** Task material follows **
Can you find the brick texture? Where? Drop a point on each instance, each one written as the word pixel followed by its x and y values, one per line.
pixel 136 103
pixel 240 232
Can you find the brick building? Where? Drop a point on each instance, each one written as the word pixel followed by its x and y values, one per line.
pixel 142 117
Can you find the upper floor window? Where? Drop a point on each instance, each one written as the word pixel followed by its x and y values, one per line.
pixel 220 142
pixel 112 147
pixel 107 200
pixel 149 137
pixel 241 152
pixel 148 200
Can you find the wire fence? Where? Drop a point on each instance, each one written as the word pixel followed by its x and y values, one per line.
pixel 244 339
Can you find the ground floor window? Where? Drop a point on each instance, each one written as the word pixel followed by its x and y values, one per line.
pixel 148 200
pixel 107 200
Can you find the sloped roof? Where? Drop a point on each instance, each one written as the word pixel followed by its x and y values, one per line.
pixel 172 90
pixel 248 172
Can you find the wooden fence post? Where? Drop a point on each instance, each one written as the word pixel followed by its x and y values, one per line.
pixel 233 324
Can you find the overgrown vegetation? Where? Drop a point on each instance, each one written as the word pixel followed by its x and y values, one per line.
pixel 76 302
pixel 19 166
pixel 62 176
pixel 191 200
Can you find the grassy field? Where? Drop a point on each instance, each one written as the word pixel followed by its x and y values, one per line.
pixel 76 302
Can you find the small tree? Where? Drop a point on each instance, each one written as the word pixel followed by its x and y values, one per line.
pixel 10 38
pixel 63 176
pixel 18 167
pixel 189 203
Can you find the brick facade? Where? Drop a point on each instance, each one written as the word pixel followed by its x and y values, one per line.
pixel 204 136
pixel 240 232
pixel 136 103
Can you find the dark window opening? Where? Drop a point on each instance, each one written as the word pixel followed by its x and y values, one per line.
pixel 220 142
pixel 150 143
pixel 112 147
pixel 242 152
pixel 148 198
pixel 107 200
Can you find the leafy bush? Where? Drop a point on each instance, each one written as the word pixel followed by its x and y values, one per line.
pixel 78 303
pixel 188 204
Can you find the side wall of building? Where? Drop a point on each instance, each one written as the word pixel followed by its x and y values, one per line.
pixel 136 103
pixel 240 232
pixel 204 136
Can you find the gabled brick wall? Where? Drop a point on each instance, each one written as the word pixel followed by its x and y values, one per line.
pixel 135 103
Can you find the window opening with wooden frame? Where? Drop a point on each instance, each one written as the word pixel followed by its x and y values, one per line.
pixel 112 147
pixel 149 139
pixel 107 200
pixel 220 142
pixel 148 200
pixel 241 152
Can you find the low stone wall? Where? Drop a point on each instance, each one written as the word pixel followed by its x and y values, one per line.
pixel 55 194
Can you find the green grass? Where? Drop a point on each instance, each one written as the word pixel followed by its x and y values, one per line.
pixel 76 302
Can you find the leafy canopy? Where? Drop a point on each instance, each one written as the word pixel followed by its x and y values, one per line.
** End of Task material **
» **Exercise**:
Restate the material word for word.

» **Answer to this task**:
Can you find the brick texture? Where? Drop a point on each instance, each one written as the word pixel followed by its x and y values, one per line.
pixel 136 103
pixel 240 232
Can you find the brick building? Where? Drop a point on each instance, each one written as the word pixel followed by its x and y values, one per line.
pixel 142 117
Can you find the upper floor window? Where? Drop a point on each instance, each one written as the word pixel followed by its x and y values, one per line.
pixel 220 142
pixel 112 147
pixel 107 200
pixel 149 137
pixel 241 152
pixel 148 200
Can you find the wire fence? Where? Drop a point on each instance, each one written as the word pixel followed by its x and y values, one per line.
pixel 244 339
Can you find the ground floor window? Where? Drop a point on each instance, each one written as the word pixel followed by its x and y values, one per line.
pixel 148 200
pixel 107 200
Can you find the sloped roof? Where? Drop a point on each instance, each one written as the word pixel followed by its x and y values, one per line.
pixel 172 90
pixel 248 172
Can you find the wooden fence post? Where? Drop a point on each instance, each one written as the word pixel followed by its x and y values, one per line.
pixel 233 324
Can you find the overgrown vegetation? Where? Drop a point on each instance, each one written as the word pixel followed by its x and y values, one per line.
pixel 76 302
pixel 19 166
pixel 62 176
pixel 191 200
Can you find the grassy field? Where? Drop a point on each instance, each one written as the word pixel followed by its x and y values, one per line.
pixel 76 302
Can you find the small tree? Where? Drop a point on each instance, each one written as the word pixel followed by its x and y values, one per line.
pixel 10 38
pixel 63 176
pixel 18 167
pixel 189 203
Can you find the brick facade? Where? Drop a point on each instance, each one written as the word pixel followed by its x and y values, one per line.
pixel 204 136
pixel 240 232
pixel 136 103
Can you find the dark window opening? Where? Drop a point on each instance, each one written as the word pixel followed by its x and y values, one per line.
pixel 220 142
pixel 150 143
pixel 112 147
pixel 242 152
pixel 148 198
pixel 107 200
Can you find the leafy bush? Where? Drop a point on each instance, each one written as the word pixel followed by its x and y values, one per line.
pixel 78 303
pixel 188 204
Can you find the side wall of building? Where? Drop a point on each instance, each one written as the word pixel followed by its x and y values, one per line.
pixel 136 103
pixel 240 232
pixel 204 136
Can you find the gabled brick wall? Where? Drop a point on each instance, each one written as the word pixel followed by its x and y values, one per line.
pixel 135 103
Can you find the window opening with wooden frame? Where? Drop a point on each instance, each one written as the word pixel followed by its x and y values, one per line.
pixel 112 147
pixel 149 139
pixel 107 200
pixel 220 142
pixel 148 200
pixel 241 152
Can you find the low stone wall? Where? Drop a point on each instance, each one written as the word pixel followed by its x and y values, one per line.
pixel 55 194
Can you find the green grass? Where? Drop a point on each instance, each one written as the word pixel followed by its x and y values, one per line.
pixel 76 302
Can you find the leafy canopy? Where? Drop a point on each instance, each one written as the word pixel followed by its x and y values, one per line.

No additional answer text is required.